● Work to do: Reproduce the data below line for line, with no changes.

++++++

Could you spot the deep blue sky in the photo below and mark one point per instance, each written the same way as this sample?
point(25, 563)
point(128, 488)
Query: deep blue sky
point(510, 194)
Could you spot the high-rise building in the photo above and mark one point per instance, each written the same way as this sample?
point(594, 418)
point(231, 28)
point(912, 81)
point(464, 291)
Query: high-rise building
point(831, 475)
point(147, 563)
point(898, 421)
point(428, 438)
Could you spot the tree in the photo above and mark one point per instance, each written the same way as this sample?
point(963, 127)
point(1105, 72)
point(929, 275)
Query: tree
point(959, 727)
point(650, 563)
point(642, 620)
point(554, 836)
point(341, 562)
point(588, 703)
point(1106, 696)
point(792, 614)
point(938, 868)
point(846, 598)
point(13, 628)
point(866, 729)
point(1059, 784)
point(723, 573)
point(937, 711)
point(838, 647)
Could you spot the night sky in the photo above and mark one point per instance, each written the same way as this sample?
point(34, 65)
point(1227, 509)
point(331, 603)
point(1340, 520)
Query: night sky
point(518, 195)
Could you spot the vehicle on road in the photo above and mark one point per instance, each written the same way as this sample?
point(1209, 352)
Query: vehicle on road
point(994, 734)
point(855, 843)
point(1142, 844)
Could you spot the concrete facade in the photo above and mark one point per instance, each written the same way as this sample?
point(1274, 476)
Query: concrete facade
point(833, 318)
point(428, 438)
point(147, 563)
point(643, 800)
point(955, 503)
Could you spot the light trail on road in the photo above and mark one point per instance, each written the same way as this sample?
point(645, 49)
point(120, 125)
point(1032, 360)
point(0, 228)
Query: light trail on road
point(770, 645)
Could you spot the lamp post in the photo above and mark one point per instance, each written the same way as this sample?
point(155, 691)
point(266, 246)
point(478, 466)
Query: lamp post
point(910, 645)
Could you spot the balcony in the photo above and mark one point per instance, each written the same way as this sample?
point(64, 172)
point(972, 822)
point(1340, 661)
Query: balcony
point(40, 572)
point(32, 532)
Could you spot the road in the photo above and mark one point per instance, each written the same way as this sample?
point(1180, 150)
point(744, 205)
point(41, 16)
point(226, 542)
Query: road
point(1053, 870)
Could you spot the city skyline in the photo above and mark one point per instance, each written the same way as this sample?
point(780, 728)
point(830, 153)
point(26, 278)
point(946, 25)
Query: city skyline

++++++

● Result of the exercise:
Could you spot the deep blue sky in the photo below and mark one point per instance, each written the same way as this sample?
point(25, 563)
point(128, 488)
Query: deep blue sky
point(510, 194)
Could you spot the high-rise building in the photo above and mark one point per instance, each written the same way as this sample?
point(594, 418)
point(231, 28)
point(912, 81)
point(464, 291)
Query: high-rise building
point(831, 475)
point(147, 563)
point(898, 421)
point(428, 438)
Could you spot the tree in the photo above and mark one point per instance, each written the same way as this sample?
point(963, 127)
point(1105, 72)
point(929, 275)
Query: tree
point(959, 727)
point(650, 563)
point(642, 620)
point(554, 836)
point(341, 562)
point(588, 703)
point(1106, 696)
point(792, 614)
point(938, 868)
point(846, 598)
point(13, 628)
point(866, 729)
point(1059, 784)
point(723, 573)
point(937, 711)
point(838, 647)
Could you spot the night sky in the photo above and mark one point per instance, each written the same way as this sample?
point(34, 65)
point(1227, 509)
point(331, 603)
point(1340, 520)
Query: night sky
point(518, 195)
Could you spot the vehicle on road in the photo above and mark one point per instance, each written the same way as this sample?
point(1209, 352)
Query: vehicle on road
point(994, 734)
point(855, 843)
point(1142, 844)
Could you spot the concrete facade in the photo above and mark one point per instance, each written the same way as this sample?
point(1274, 476)
Query: concrete facade
point(833, 318)
point(428, 438)
point(147, 563)
point(643, 800)
point(955, 503)
Could you spot the light trail on road in the photo above and mark one point per instance, each written the same way as this sample?
point(645, 49)
point(120, 125)
point(1032, 360)
point(0, 228)
Query: light trail on road
point(770, 645)
Could you spot the lamp post in the photo above and mark one point per instance, each written the same way as this sample?
point(155, 691)
point(266, 246)
point(478, 466)
Query: lamp post
point(910, 645)
Could you spot the balcony in the photo above and mark one point per instance, each written the same way as this sample?
point(64, 172)
point(972, 822)
point(1340, 661)
Query: balcony
point(40, 572)
point(32, 532)
Could you spot the road in the photo above and mark one point per instance, each written the same way as this sample?
point(1180, 150)
point(744, 205)
point(41, 16)
point(226, 542)
Query: road
point(1053, 870)
Could you spot the city skyline in the photo above and mark one point per instance, each written the same way as this sample?
point(780, 728)
point(830, 153)
point(26, 278)
point(946, 25)
Query: city skyline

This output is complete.